▶ **Data to process**:
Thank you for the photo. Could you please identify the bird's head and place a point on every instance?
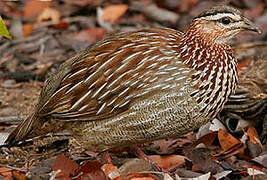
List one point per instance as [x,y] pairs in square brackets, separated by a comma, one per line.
[221,23]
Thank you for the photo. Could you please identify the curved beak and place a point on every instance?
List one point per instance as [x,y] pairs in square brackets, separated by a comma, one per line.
[250,26]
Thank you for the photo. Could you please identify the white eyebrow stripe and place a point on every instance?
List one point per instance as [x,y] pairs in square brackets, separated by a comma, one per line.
[221,15]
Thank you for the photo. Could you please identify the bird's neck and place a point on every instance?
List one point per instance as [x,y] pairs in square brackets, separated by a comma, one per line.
[207,36]
[198,50]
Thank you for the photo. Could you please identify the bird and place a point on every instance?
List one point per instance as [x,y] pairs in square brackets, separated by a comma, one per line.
[140,86]
[248,105]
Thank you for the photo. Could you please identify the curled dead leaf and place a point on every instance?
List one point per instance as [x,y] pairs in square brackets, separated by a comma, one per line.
[49,14]
[112,13]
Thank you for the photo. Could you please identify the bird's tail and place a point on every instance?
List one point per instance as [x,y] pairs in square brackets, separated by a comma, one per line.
[22,131]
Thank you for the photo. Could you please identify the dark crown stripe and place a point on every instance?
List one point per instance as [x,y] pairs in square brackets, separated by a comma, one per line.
[218,10]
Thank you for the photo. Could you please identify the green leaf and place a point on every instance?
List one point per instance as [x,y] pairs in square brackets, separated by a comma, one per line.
[3,29]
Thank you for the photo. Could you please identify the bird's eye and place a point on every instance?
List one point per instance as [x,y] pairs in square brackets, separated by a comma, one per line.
[225,20]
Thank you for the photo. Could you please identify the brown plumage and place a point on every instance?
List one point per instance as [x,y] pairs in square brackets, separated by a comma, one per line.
[249,103]
[141,86]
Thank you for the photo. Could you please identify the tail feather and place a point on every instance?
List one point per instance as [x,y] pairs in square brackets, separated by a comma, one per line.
[22,131]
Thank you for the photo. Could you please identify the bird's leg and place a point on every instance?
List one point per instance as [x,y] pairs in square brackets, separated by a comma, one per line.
[105,157]
[139,153]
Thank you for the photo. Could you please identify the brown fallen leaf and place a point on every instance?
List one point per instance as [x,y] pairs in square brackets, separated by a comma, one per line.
[90,34]
[91,170]
[109,170]
[137,176]
[49,14]
[227,140]
[207,139]
[18,175]
[66,165]
[112,13]
[33,7]
[27,29]
[169,162]
[5,171]
[253,135]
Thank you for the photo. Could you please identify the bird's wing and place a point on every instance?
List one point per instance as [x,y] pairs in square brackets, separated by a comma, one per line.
[102,81]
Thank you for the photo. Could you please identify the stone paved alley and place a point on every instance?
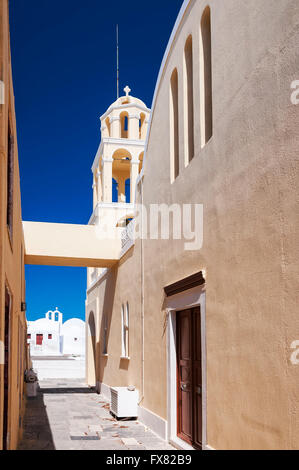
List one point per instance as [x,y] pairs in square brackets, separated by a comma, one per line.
[68,415]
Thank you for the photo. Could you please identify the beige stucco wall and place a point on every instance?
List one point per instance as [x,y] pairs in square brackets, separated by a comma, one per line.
[11,254]
[246,178]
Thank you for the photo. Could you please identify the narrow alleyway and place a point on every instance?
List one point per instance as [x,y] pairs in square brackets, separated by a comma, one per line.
[67,415]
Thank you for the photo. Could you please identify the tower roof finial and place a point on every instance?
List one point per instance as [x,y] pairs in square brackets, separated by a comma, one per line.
[127,90]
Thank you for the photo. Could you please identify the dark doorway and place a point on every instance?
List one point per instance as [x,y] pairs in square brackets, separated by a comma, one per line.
[189,362]
[6,367]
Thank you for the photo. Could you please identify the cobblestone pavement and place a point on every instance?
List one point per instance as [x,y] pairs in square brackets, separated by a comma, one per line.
[68,415]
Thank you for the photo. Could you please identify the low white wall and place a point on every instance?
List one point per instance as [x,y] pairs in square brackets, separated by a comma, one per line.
[60,368]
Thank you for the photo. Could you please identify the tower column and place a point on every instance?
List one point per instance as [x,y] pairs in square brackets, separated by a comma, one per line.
[115,127]
[122,190]
[134,176]
[107,179]
[94,187]
[99,186]
[134,126]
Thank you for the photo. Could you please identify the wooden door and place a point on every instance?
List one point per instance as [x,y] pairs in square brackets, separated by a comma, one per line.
[189,376]
[6,368]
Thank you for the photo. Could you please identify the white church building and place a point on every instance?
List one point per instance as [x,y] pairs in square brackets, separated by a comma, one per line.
[49,336]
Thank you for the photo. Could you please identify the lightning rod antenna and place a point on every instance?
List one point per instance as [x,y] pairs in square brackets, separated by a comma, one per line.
[117,57]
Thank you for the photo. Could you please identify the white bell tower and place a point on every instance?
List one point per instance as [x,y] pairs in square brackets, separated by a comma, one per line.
[119,158]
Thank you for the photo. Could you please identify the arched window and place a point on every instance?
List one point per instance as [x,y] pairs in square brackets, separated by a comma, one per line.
[206,106]
[114,190]
[107,122]
[188,101]
[174,126]
[128,190]
[124,125]
[142,135]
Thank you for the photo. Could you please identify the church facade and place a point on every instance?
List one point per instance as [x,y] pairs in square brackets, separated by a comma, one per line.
[206,336]
[49,336]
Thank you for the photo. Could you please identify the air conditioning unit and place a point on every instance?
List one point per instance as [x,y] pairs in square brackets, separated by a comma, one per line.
[124,402]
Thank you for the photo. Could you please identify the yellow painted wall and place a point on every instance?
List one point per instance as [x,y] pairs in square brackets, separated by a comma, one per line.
[11,252]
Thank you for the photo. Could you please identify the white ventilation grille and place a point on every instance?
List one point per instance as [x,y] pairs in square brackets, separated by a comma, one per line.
[124,403]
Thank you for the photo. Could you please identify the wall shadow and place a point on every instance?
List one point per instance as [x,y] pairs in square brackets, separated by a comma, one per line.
[106,318]
[37,433]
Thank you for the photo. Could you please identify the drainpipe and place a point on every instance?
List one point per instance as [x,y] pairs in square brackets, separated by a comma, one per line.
[142,296]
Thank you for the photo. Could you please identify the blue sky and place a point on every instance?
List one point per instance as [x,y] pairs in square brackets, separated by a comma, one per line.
[63,59]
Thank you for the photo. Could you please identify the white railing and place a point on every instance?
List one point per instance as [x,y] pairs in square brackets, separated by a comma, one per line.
[128,237]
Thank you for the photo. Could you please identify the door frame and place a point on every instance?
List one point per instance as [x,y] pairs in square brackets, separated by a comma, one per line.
[6,400]
[192,298]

▶ **Exercise task**:
Give back exactly the lines from the line containing "Thank you for the photo. Could you please identify the wall" to the end of the entries, and no other lines.

▶ **Task result**:
Thank you for the photo. Could you please identify the wall shadow and place a point on every instance?
List one point per instance as [x,y] pairs in square brackets, separated by a comma, one per line.
[106,318]
[37,433]
Thank you for the photo. Could you please identify the drainpipe and place a point on every instance?
List one point per instance as [x,y] pairs in square brackets, separated by a comma, one per line.
[142,296]
Thank you for the photo. Could you please identify the blue sky and place a point on every instance?
List one point per instance as [x,y] pairs in square brackets, separated by a comma, one per line.
[63,59]
Thank you for the photo. Could you please identify the white railing and place a point on every instance?
List one point per instance as [x,y] pairs in square brackets, separated by a comma, one per line.
[128,237]
Thank you for the photo. Could you please identify the door frame and place a point on every instance?
List one point per instance as [x,y] pairs in square brackets, separated by a comma, one per line.
[6,400]
[192,298]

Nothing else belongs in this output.